> TASK DIRECTIONS: Restate the full set of records exactly, word for word.

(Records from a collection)
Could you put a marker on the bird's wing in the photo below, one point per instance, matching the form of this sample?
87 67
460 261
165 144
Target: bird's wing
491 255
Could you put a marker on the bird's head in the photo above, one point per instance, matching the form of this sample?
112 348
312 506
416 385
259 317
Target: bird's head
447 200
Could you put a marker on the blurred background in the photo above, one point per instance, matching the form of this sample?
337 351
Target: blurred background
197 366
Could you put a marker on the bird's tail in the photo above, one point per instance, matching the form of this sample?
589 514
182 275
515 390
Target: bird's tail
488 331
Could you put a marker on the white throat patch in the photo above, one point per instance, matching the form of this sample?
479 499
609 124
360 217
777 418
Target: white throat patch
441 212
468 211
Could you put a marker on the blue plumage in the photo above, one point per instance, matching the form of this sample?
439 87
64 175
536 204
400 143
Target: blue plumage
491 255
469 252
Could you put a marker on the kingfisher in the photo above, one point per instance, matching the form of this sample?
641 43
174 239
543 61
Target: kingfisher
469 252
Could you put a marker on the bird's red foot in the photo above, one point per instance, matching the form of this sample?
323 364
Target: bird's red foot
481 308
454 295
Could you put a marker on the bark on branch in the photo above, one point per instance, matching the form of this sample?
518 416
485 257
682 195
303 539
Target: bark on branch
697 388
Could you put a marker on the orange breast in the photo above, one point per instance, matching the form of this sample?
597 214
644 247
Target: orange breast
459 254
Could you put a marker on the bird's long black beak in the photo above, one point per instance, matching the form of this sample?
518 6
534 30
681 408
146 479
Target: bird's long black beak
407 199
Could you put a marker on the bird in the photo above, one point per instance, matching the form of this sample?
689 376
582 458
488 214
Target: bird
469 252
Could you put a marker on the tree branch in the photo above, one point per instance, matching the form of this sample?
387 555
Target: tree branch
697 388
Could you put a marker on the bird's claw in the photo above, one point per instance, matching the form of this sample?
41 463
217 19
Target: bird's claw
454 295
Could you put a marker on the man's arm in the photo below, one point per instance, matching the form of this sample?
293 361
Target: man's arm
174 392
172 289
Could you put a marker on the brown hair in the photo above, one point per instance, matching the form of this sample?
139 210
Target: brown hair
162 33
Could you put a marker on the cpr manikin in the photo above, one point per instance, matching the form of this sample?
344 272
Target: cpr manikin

> THE SOLUTION:
Could you put a marker on the bird's wing in the photo below, one point per instance, matching the form of this sample?
87 67
460 261
165 144
Target: bird's wing
491 255
Could you put a marker on the bird's head in the photo above, one point per instance, matching the form of this sample?
112 348
312 506
416 385
259 317
Target: bird's head
447 200
Could you put a marker on the blurred background in the photo above, one point per instance, matching the form of this sample?
337 351
Target: blurred background
197 366
Could you put a marker on the bird's tail in the photo above, one point per instance, matching the form of this sample?
589 514
182 275
515 390
Target: bird's tail
488 331
Could you put a marker on the white throat patch in the photo above, one point per instance, matching the form of this sample?
479 499
609 124
360 217
777 418
Target: white throat patch
441 212
468 211
Could you put a marker on the blue plumage in the photo above, one point per instance, matching the form of this sample?
439 87
64 175
536 204
400 143
Target: blue plumage
491 255
469 252
Could you put a marker on the kingfisher in the photo above, one point per instance, matching the form of this sample?
641 43
174 239
543 61
Target: kingfisher
469 252
Could you put a marker on the bird's red foot in the photo above, one point per instance, matching the form of this sample?
323 364
Target: bird's red foot
481 308
454 295
Could you put a marker on the bark on branch in the photo above, one point per instance, matching the form of this sample?
518 416
485 257
682 195
303 539
Target: bark on branch
697 388
Could you put a marker on the orange breast in the photo above, one point per instance, matching the form of this sample?
597 214
644 247
Target: orange breast
459 254
Could you put a marker on the bird's long black beak in the photo above, one point per instance, matching the form of this sample?
518 6
534 30
681 408
146 479
Target: bird's long black beak
407 199
Could you put a marker on the bird in the photo above, one point per instance, matching the form of this sample?
689 376
582 458
488 214
Target: bird
469 252
Could you put a marker on the tree branch in the photo above, one point per instance, matching the form of this sample?
387 555
Target: tree branch
697 388
Could you put a marker on the bird's claw in the photo above, one point per instance, matching the form of this sample?
41 463
217 19
Target: bird's claw
454 295
Could you put a marker on the man's arm in the photo below, one point per instance, matching the form of this sample?
293 361
Target: man's arm
174 392
172 289
Could you put a marker on the brown hair in the photo above, one point per instance, matching the form of this sample?
139 210
Target: brown hair
162 33
Could you put a marker on the cpr manikin in the photo above, one point per instance, matching the form of this sample?
344 272
Target: cpr manikin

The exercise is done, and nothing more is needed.